_Page text:_
Initial Phases of the Proepicardial (PE) and Epicardial Formation; A Journey to the Developing Embryonic Heart
The proepicardium (PE) is a small protuberance that progressively develops within limiting boundaries between the hepatic and cardiac primordia. It is composed of an external epithelial lining configured as a cauliflower structure and an internal mesenchymal component (Virágh et al., 1993; Kálmán et al., 1995; Ratajska et al., 2008). A single PE anlage is observed at early developmental stages in zebrafish (Serluca, 2008) while in the sturgeon and in mice bilateral PE buds are formed subsequently merging into a single midline structure (Schulte et al., 2007; Icardo et al., 2009). Curiously, in chicken two PE primordia are formed, but interestingly the right PE anlage develops before the left one is visible (Schulte et al., 2007). These data suggest divergent evolutionary trends on the formation of the PE primordia and furthermore advocate that embryonic left-right signaling might play a role controlling PE formation (Schlueter and Brand, 2012).

_Tasks to carry out:_
A. Translate this sentence from the passage on proepicardial and epicardial formation into Spanish: "The proepicardium (PE) is a small protuberance that progressively develops within limiting boundaries between the hepatic and cardiac primordia."
B. Resume the passage on proepicardial and epicardial formation, picking up right after its final sentence.

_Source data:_
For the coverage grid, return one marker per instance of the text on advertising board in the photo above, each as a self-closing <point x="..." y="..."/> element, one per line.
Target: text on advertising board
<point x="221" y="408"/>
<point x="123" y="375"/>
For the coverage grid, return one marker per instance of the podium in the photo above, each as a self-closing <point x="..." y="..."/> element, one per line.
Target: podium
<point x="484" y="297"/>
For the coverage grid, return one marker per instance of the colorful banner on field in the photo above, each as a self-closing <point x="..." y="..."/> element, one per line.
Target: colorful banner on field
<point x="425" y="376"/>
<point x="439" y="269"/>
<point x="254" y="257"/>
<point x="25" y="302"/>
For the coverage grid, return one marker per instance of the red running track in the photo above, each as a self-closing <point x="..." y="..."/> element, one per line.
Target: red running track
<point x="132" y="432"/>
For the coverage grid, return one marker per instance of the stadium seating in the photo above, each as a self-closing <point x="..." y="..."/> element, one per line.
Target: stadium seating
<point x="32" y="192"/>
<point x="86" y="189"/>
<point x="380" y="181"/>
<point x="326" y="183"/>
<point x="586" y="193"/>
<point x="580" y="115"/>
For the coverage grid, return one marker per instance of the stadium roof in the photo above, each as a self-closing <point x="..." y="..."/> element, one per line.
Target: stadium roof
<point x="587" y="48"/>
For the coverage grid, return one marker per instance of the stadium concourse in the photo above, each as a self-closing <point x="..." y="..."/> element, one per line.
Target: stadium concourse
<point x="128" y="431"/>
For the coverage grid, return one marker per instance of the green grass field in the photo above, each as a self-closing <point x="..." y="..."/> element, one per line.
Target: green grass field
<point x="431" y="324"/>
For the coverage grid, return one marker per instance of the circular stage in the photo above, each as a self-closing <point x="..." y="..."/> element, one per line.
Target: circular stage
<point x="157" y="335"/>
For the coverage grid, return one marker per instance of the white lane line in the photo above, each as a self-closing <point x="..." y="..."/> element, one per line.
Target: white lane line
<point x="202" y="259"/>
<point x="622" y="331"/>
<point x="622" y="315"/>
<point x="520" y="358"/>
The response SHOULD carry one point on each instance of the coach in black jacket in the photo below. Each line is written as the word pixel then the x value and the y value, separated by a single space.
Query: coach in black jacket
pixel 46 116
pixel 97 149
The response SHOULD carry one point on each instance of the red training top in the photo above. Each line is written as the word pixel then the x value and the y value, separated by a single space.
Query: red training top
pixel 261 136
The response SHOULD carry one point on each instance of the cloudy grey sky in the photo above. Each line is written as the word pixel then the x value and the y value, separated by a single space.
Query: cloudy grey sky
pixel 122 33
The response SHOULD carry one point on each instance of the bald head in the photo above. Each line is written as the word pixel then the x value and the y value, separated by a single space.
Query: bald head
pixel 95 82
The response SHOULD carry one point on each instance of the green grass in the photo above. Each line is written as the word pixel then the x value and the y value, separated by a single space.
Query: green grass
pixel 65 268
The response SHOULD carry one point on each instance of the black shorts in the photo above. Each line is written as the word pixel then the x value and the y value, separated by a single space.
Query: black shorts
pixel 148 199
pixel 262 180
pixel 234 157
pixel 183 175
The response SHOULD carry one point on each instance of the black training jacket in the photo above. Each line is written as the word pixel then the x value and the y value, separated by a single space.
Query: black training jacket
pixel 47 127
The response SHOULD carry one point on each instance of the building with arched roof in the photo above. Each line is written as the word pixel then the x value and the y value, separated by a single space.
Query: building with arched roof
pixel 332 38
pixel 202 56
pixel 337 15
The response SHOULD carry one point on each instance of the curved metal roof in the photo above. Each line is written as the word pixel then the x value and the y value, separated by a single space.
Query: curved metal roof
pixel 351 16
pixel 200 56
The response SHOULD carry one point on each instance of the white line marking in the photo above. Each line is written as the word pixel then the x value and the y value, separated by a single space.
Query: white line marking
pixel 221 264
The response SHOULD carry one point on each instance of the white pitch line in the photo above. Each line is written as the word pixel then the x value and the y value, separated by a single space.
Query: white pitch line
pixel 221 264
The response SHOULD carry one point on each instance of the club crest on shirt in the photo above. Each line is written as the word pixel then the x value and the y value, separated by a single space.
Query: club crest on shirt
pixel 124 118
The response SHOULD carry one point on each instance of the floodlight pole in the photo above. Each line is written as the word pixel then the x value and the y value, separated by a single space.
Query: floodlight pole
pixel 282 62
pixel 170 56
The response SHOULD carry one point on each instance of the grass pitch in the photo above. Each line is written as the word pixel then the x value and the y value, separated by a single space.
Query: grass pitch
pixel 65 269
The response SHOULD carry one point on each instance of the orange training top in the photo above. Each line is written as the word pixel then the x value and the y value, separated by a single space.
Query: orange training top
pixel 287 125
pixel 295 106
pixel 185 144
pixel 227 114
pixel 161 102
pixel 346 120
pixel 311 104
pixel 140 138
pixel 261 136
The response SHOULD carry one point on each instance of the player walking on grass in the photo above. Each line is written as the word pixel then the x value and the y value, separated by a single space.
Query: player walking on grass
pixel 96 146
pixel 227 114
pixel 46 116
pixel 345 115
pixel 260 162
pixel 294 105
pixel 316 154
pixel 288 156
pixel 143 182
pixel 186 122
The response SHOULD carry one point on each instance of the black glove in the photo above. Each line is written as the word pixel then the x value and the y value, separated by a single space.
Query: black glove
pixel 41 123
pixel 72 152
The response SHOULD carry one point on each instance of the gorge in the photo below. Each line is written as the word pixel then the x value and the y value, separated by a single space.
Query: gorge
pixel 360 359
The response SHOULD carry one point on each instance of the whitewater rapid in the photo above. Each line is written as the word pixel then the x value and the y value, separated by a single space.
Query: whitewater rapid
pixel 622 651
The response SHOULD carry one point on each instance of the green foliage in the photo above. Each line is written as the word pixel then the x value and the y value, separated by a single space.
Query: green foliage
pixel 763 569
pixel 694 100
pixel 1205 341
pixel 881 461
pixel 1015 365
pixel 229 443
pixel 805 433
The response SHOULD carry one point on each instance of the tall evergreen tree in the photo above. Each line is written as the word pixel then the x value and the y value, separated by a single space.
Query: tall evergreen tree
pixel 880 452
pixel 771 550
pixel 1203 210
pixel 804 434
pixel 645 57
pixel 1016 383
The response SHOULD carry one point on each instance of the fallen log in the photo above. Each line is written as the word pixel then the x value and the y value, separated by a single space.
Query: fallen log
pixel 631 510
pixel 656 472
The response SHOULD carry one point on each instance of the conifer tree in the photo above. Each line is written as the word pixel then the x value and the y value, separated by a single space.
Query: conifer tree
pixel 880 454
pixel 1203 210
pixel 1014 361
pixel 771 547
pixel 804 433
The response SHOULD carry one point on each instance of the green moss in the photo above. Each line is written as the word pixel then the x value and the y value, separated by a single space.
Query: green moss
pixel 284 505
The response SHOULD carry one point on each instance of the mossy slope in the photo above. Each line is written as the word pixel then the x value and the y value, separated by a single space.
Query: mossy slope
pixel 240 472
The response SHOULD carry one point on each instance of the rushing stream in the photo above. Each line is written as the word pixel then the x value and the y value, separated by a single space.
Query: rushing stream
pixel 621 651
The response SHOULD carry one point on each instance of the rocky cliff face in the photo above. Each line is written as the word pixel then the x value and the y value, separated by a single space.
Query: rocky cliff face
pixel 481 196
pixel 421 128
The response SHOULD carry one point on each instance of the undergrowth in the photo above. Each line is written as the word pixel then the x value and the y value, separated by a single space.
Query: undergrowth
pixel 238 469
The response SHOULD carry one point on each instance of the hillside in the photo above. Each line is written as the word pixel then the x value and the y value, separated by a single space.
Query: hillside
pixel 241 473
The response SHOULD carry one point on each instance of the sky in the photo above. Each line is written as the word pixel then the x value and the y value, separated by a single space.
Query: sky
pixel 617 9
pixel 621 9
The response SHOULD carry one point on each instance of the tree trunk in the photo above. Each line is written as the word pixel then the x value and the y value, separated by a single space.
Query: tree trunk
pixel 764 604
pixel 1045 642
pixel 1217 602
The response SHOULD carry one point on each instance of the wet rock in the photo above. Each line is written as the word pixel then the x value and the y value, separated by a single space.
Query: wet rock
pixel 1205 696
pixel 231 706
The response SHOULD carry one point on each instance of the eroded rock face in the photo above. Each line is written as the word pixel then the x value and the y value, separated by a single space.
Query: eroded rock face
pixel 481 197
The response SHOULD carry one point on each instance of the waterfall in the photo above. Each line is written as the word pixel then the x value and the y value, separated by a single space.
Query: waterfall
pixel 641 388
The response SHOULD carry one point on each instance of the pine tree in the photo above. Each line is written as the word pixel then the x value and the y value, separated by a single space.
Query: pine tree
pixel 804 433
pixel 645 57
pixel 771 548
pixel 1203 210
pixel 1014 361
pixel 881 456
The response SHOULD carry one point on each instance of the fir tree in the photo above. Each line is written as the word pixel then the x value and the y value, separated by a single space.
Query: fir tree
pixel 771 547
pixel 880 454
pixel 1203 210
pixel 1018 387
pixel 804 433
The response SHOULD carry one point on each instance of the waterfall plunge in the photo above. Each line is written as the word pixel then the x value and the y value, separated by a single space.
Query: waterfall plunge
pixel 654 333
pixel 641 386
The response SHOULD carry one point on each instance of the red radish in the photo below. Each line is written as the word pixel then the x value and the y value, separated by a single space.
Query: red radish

_Exercise results:_
A. El proepicardio (PE) es una pequeña protuberancia que se desarrolla progresivamente dentro de los límites que separan los primordios hepático y cardíaco.

B.
Transcriptional heterogeneity is widely documented for the PE anlage, and in addition, cell specific markers for several of the PE/epicardial cell derivatives, such as endothelial (Poelmann et al., 1993; Mikawa and Gourdie, 1996; Cossette and Misra, 2011; Niderla-Bielińska et al., 2015) and smooth muscle (Valder and Olson, 1994) cells have also been documented, suggesting an early heterogeneous compartmentalization. Subsequently after the formation of the PE a process of delamination and migration of the proepicardial cells occurs. This process will lead to external covering of the atrioventricular canal and the entire atrial and ventricular myocardial chambers as demonstrated by seminal studies using quail-chicken embryos (Pérez-Pomares et al., 1998, 2002; Vrancken Peeters et al., 1999; Figure 1). In zebrafish, this process is dependent on the pericardial fluid currents (Peralta et al., 2013, 2014; Plavicki et al., 2013, 2014). In mice, proepicardial cells are detached from the PE forming cysts that migrate to the developing cardiac chambers through the pericardial cavity (Männer et al., 2001; Hirose et al., 2006). These cysts randomly attach to the ventricular and atrial chambers and progressively expand until the final full coverage of the cardiac chambers is completed.
Figure 1. Schematic representation of the distinct developmental stages of the proepicardium (PE)/septum transversum (ST) formation as well as on the distinct lineage contribution of the embryonic and adult epicardium.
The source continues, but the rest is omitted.